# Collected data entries
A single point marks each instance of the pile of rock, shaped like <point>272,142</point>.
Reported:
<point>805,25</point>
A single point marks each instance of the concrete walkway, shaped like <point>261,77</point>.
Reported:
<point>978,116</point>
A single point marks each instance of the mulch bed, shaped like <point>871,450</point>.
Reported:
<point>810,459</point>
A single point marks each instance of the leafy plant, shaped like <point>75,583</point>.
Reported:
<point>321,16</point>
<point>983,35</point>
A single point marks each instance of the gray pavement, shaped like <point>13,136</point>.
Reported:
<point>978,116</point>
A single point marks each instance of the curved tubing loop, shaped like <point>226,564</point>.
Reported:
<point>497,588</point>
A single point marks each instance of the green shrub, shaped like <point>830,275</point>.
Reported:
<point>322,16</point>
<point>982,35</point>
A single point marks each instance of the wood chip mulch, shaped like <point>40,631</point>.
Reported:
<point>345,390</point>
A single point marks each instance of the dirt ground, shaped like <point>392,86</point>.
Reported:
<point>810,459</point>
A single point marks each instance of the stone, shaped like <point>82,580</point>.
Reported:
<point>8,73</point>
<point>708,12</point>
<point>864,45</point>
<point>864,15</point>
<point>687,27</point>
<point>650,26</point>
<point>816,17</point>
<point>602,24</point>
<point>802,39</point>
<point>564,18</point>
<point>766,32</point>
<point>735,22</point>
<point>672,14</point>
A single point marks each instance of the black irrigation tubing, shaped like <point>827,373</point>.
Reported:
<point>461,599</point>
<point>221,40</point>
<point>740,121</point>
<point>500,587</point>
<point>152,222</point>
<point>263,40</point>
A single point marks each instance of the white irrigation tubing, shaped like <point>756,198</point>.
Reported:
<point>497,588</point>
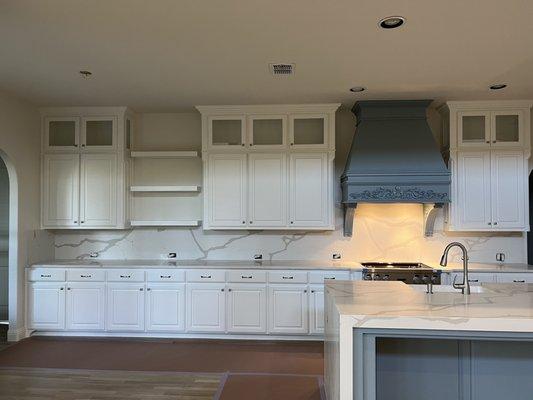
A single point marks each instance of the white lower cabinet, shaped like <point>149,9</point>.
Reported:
<point>206,307</point>
<point>247,308</point>
<point>316,310</point>
<point>165,307</point>
<point>46,305</point>
<point>125,307</point>
<point>288,309</point>
<point>86,306</point>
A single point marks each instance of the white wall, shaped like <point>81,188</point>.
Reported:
<point>20,149</point>
<point>381,232</point>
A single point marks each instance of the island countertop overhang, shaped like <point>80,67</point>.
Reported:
<point>394,305</point>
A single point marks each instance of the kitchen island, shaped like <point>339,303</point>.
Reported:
<point>388,340</point>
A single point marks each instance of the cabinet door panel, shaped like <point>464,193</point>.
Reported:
<point>308,189</point>
<point>267,190</point>
<point>60,203</point>
<point>316,310</point>
<point>98,190</point>
<point>86,306</point>
<point>247,308</point>
<point>288,309</point>
<point>473,208</point>
<point>227,190</point>
<point>206,304</point>
<point>125,307</point>
<point>165,307</point>
<point>507,186</point>
<point>46,306</point>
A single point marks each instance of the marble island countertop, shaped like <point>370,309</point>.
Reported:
<point>395,305</point>
<point>278,264</point>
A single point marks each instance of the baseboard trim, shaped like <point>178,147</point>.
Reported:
<point>314,338</point>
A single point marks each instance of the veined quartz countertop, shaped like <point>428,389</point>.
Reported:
<point>188,264</point>
<point>395,305</point>
<point>278,264</point>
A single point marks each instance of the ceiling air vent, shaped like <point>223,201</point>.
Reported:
<point>282,69</point>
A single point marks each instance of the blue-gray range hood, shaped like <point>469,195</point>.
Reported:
<point>394,158</point>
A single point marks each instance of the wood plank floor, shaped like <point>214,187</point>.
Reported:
<point>57,384</point>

# Exercise objective
Without the pictures, repeat all the records word for word.

# Result below
A single point marks each instance of the pile of rock, shaped like <point>272,142</point>.
Reported:
<point>805,25</point>
A single point marks each instance of the concrete walkway, shaped like <point>261,77</point>.
Reported:
<point>978,116</point>
A single point marks each instance of the mulch bed, shaped like <point>871,450</point>.
Reported:
<point>810,459</point>
A single point marks each instance of the leafy plant, shaped like <point>75,583</point>.
Reported:
<point>321,16</point>
<point>983,35</point>
A single point marks each instance of the gray pavement, shaped like <point>13,136</point>.
Reported:
<point>978,116</point>
A single point marks each instance of the curved tubing loop, shaped like <point>226,564</point>.
Reported:
<point>497,588</point>
A single point marks each instance of the green shrub, shaped like <point>830,275</point>.
Reported:
<point>322,16</point>
<point>982,35</point>
A single point marks each instance of the wood chip mulch, shaped like <point>40,631</point>.
Reported:
<point>345,390</point>
A single point marks each instance of the dirt ground, shaped like <point>392,86</point>.
Reported:
<point>810,459</point>
A single point marks each instance of the stone, shaped like <point>82,580</point>.
Reported:
<point>8,73</point>
<point>708,12</point>
<point>864,45</point>
<point>864,15</point>
<point>687,27</point>
<point>650,26</point>
<point>816,17</point>
<point>602,24</point>
<point>802,39</point>
<point>564,18</point>
<point>766,32</point>
<point>735,22</point>
<point>672,14</point>
A single point marks each instance of the black irrigation tubing, shaped like <point>827,373</point>.
Reported:
<point>461,599</point>
<point>221,40</point>
<point>740,121</point>
<point>500,587</point>
<point>152,222</point>
<point>263,40</point>
A single point marks each instance of the white irrigation tubing, shaped like <point>756,198</point>.
Reported:
<point>497,588</point>
A single point marks each instance of the white lower cabinet, shaped like <point>149,9</point>.
Reported:
<point>206,307</point>
<point>247,308</point>
<point>316,310</point>
<point>165,307</point>
<point>46,305</point>
<point>125,307</point>
<point>288,309</point>
<point>86,306</point>
A single point marks each instance of the white wall, shaped like <point>81,188</point>.
Reported:
<point>20,149</point>
<point>381,232</point>
A single point marks each instance of the island countertop overhang, shaped like <point>80,67</point>.
Reported:
<point>394,305</point>
A single point marks each instance of the kitchen island, shaped like <point>339,303</point>.
Reported:
<point>388,340</point>
A single point marks each instance of the cabinet door panel, shaped like <point>464,193</point>.
Reported:
<point>308,189</point>
<point>267,190</point>
<point>60,203</point>
<point>316,310</point>
<point>98,190</point>
<point>86,306</point>
<point>247,308</point>
<point>288,309</point>
<point>473,208</point>
<point>227,190</point>
<point>206,304</point>
<point>125,307</point>
<point>165,307</point>
<point>507,186</point>
<point>46,306</point>
A single point marks each instance of the marble island countertop, shaped like <point>370,309</point>.
Reported:
<point>395,305</point>
<point>278,264</point>
A single point marks each instance of the baseboard trim, shaped like <point>178,147</point>.
Reported:
<point>314,338</point>
A single point marks each instance of the veined quartz countertop, shaped like <point>428,389</point>.
Reported:
<point>188,264</point>
<point>395,305</point>
<point>278,264</point>
A single point marks each instance of the ceiling air vent, shaped like <point>223,201</point>.
Reported:
<point>282,69</point>
A single point marks each instance of the blue-gray range hood, shaped like <point>469,195</point>.
Reported:
<point>394,158</point>
A single point marks each instance of the wood plank floor, shaped like <point>214,187</point>.
Reported:
<point>57,384</point>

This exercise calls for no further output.